| Goal |
Edit the material between the lines holding "Where can you see the hydrangea" and "<point>766,928</point>", inclusive, and reproduce those lines with "bloom" changed to "blossom" and everything else left as it is.

(Items from a dataset)

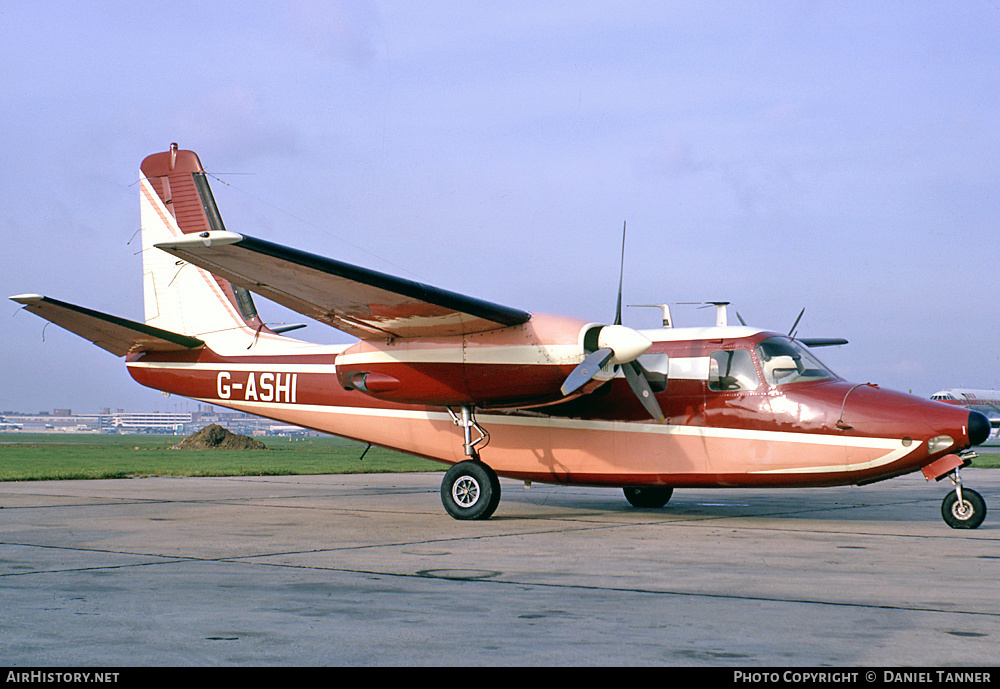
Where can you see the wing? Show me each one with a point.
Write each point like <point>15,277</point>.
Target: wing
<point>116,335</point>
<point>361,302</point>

---

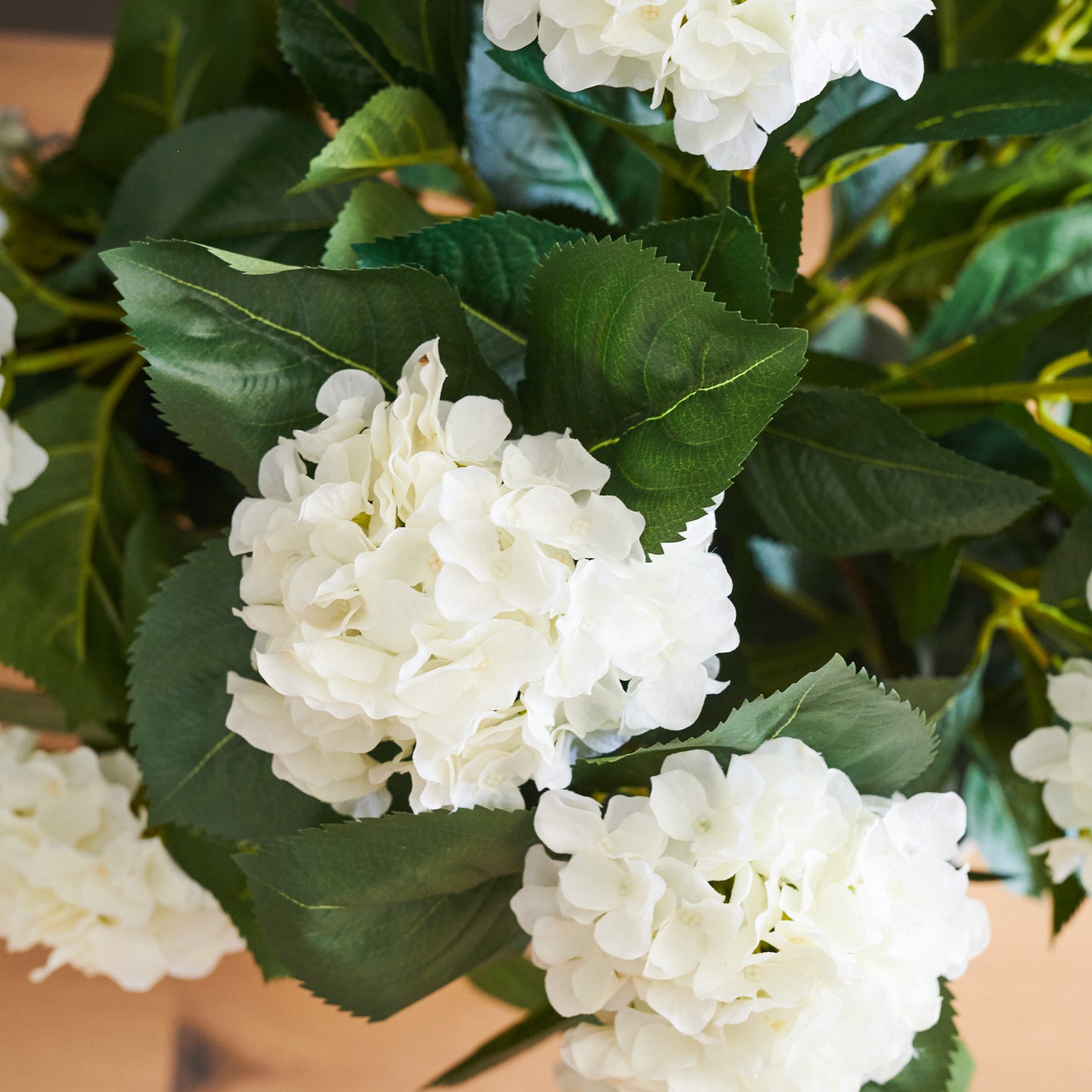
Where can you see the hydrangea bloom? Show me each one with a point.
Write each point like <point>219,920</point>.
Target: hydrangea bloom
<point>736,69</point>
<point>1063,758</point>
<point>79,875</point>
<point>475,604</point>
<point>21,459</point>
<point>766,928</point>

| Response |
Where can you see the hydrangea blossom? Show me each one with a point.
Write each point like <point>219,920</point>.
Target: hydrangea blossom
<point>736,69</point>
<point>1063,758</point>
<point>79,875</point>
<point>475,604</point>
<point>21,459</point>
<point>766,928</point>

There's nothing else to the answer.